The Federal Reserve’s historic move Wednesday raising its benchmark interest rate by 75 basis points to combat inflationary pressures provides a necessary level of certainty to a commercial real estate industry that has been battling volatile market conditions in 2022, according to analysts.
The Fed’s first three-quarters of a percentage point hike since 1994 now places the benchmark federal funds rate at a range between 1.50 percent to 1.75 percent. Fed Chairman Jerome Powell also laid the groundwork at Wednesday’s meeting for interest rates to rise to 3.4 percent by the end of the year, which would be its highest level since 2008. Previous economic estimates in March projected rates to hit 2.5 percent by the end of 2022.
“This definitely removes short-term uncertainty,” said Zhijun Yang, a real estate finance professor at Metropolitan State University in Minneapolis. “It’s the right time for this.”

━━━━━━

• BRIEF:
Print the Federal Reserve rate hike text from "The Federal Reserve’s" to "according to analysts.", word for word.

━━━━━━

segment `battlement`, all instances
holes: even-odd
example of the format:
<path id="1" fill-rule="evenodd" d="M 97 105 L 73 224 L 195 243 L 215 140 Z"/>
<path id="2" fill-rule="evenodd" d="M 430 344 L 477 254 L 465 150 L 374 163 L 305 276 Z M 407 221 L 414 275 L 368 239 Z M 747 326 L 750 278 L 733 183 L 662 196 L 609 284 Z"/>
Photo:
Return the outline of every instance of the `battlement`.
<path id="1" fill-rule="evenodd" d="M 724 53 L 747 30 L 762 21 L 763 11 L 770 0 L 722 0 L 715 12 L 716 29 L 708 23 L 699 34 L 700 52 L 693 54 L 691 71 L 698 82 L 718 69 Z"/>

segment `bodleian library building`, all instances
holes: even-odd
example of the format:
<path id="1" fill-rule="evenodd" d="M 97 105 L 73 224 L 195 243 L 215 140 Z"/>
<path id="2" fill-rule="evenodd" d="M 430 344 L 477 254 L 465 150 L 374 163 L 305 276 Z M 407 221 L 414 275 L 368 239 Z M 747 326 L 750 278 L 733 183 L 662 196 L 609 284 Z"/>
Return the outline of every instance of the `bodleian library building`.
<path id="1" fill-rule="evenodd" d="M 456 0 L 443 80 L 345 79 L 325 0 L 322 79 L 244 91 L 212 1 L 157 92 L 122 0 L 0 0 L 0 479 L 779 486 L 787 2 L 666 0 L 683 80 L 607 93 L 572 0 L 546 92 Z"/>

━━━━━━

• WRITTEN ANSWER:
The Federal Reserve’s historic move Wednesday raising its benchmark interest rate by 75 basis points to combat inflationary pressures provides a necessary level of certainty to a commercial real estate industry that has been battling volatile market conditions in 2022, according to analysts.